Natural-language object grounding data:

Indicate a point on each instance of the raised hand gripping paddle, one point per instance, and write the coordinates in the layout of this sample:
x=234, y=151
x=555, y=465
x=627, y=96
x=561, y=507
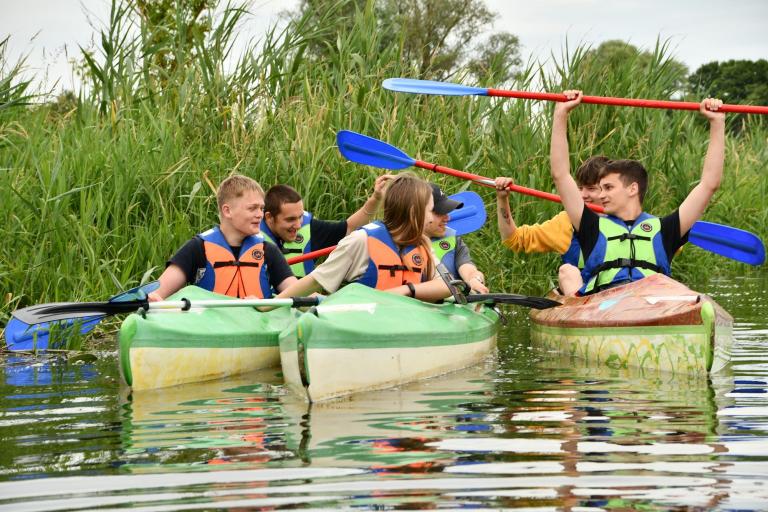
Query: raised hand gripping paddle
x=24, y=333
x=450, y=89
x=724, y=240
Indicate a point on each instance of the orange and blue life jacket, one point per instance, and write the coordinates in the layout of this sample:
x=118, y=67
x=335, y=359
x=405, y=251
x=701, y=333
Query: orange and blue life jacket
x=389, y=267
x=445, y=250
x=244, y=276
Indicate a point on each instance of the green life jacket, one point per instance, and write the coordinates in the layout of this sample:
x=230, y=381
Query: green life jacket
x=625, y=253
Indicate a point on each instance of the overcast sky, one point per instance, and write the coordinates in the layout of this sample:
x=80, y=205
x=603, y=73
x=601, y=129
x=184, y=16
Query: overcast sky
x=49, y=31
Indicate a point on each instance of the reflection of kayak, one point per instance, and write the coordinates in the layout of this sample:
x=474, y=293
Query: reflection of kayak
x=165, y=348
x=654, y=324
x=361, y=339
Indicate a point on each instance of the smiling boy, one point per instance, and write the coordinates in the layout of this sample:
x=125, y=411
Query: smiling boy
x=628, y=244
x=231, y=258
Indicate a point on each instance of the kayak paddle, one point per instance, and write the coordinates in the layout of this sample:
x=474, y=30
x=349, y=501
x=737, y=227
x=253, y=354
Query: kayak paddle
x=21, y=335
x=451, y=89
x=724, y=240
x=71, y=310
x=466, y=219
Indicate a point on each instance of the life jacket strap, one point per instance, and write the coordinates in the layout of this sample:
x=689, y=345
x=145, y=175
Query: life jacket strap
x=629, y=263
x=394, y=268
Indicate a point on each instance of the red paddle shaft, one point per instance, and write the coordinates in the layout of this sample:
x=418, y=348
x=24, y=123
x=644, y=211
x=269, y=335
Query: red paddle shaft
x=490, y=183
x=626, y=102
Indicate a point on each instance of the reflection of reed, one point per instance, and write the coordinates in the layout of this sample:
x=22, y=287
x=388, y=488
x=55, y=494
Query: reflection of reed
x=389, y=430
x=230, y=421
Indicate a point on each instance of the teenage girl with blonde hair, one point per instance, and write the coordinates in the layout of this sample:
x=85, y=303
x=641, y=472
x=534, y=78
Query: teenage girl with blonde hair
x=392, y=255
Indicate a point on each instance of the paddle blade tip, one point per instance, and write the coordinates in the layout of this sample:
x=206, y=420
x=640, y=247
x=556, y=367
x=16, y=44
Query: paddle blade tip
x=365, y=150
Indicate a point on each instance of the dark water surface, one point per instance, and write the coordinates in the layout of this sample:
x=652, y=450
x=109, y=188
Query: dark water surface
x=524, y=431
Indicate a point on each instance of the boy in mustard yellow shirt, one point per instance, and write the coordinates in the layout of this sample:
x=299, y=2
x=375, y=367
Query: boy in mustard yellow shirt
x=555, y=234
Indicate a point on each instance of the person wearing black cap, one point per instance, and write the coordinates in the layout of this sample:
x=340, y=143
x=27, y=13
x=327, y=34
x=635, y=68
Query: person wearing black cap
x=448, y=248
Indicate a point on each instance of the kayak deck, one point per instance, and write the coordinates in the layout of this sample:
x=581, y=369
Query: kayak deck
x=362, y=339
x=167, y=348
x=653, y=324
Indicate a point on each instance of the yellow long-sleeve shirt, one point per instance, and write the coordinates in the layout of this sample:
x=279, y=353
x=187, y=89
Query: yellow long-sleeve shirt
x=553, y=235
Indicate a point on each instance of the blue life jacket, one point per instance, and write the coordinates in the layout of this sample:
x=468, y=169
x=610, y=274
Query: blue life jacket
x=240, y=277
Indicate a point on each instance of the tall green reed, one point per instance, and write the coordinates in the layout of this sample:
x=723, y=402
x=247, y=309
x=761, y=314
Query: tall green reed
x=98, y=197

• PROBLEM TO WORK ON:
Produce an exact copy of the lines from the one containing "Indicate a point on each instance of the tall" through the final line of the data, both ends included, and only those.

• RESPONSE AREA:
Indicate a point on each instance of the tall green reed, one point per instance, and write the coordinates in the layout of this sample:
x=723, y=402
x=247, y=309
x=761, y=314
Query: tall green reed
x=98, y=197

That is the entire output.